▶ _Work to be completed_
Reproduce the forum thread about speaker enclosures starting at "A Wave Radio" and ending at "produce that range.", replacing "smaller speakers" with "compact drivers".

If I was gonna call you a dumbass, I'd flat out say it, so now I will.... you're a dumbass. I don't understand quantum-physics, that doesn't make me a moron. You asked a question and I gave you an answer that everybody else is giving you too.

A Wave Radio is not a folded horn, its closer to a transmission line. Horns are designed for high efficiency that often have a limited low end response (particularly in the PA world) whereas transmission lines, as previously stated, are more for developing a wider response range using smaller speakers that normally could not produce that range.


----------



## draarong2004 (Feb 20, 2005)

> _Originally posted by 10 sack king_@Apr 4 2005, 12:04 PM
> *na, i didnt call my self a dumbass, this is exactly how you said it home boy "since the concept of one is way beyond your understanding", how do you know what the fuck i can or cant understand, you the one talkin shit, jus cause you some self proclaimed genious doesnt mean tha rest of the world is a bunch of idiots, you must think you the smartest motherfucker their is huh, the way you talk shit i wouldnt doubt it, i asked a question and what do i get, a smart assed remark from you  :angry:
> [snapback]2951479[/snapback]​*


so, tell us, how many sub box's have you made on your own, all of which were perfectly made, and you know all the parameters of?


----------



## 10 sack king (Jul 14, 2004)

i dont remember the parameters but i built a lot of my boys boxes around all the requirements for their subs and they were all perfect , and as for you ibanender, jus shut ya shit talkin ass up, lol, peace out, tha 10 sack king


----------



## Brahma Brian (Nov 17, 2004)

> _Originally posted by 10 sack king_@Apr 6 2005, 10:19 AM
> *as for you ibanender, jus shut ya shit talkin ass up
> [snapback]2961224[/snapback]​*


:0 

http://www.layitlow.com/forums/index.php?showtopic=169461

Shit talking is ok when you can back it up...


----------



## ibanender (Jan 31, 2004)

> _Originally posted by 10 sack king_@Apr 6 2005, 10:19 AM
> *i dont remember the parameters but i built a lot of my boys boxes around all the requirements for their subs and they were all perfect , and as for you ibanender, jus shut ya shit talkin ass up, lol, peace out, tha 10 sack king
> [snapback]2961224[/snapback]​*


That's right, you built it how the manufacturer told you to. You dont know how to build anything outside of the manual. Why don't you email the manufacturer for THEIR T-line box for that sub and see what they tell you. I can afford to talk shit, I back it up. You on the other hand, should just keep your mouth shut to avoid looking dumber than you already have.


----------



## 10 sack king (Jul 14, 2004)

i really dont give a fuck what u done homeboy, jus shut the fuck up, lol, i dont care about shit you gotta say, you think your backin shit up cause you won a fuckin trophy,lol, ya, i guess it would when it comes to db comps sayin you the best at that shit but other than that u cant back up nuthin, look homeboy, i asked a ? and its like i said, i got a smart assed remark from you, maybe if you spent more time typing helpful posts and giving helpful answers instead of being a smart ass and knockin people and disrespectin, people like me wouldnt have to waste their time arguin wit your punk ass on the net over bullshit like this


----------



## weasle421 (Feb 28, 2005)

▶ _Data lines_
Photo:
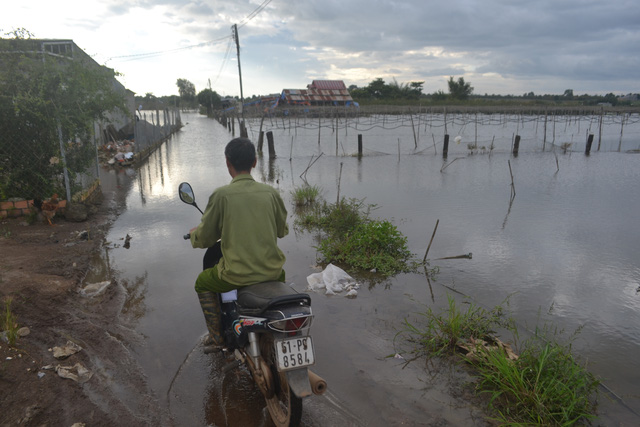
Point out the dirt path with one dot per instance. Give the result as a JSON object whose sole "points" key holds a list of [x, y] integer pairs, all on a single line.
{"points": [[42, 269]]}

---

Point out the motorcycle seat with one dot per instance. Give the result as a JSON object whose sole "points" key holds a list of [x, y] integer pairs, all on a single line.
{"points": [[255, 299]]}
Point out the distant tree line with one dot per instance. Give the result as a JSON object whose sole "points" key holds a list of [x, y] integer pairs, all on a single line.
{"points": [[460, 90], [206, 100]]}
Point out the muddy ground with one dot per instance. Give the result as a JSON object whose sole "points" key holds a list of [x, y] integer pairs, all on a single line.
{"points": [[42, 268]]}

▶ _Task result_
A Wave Radio is not a folded horn, its closer to a transmission line. Horns are designed for high efficiency that often have a limited low end response (particularly in the PA world) whereas transmission lines, as previously stated, are more for developing a wider response range using compact drivers that normally could not produce that range.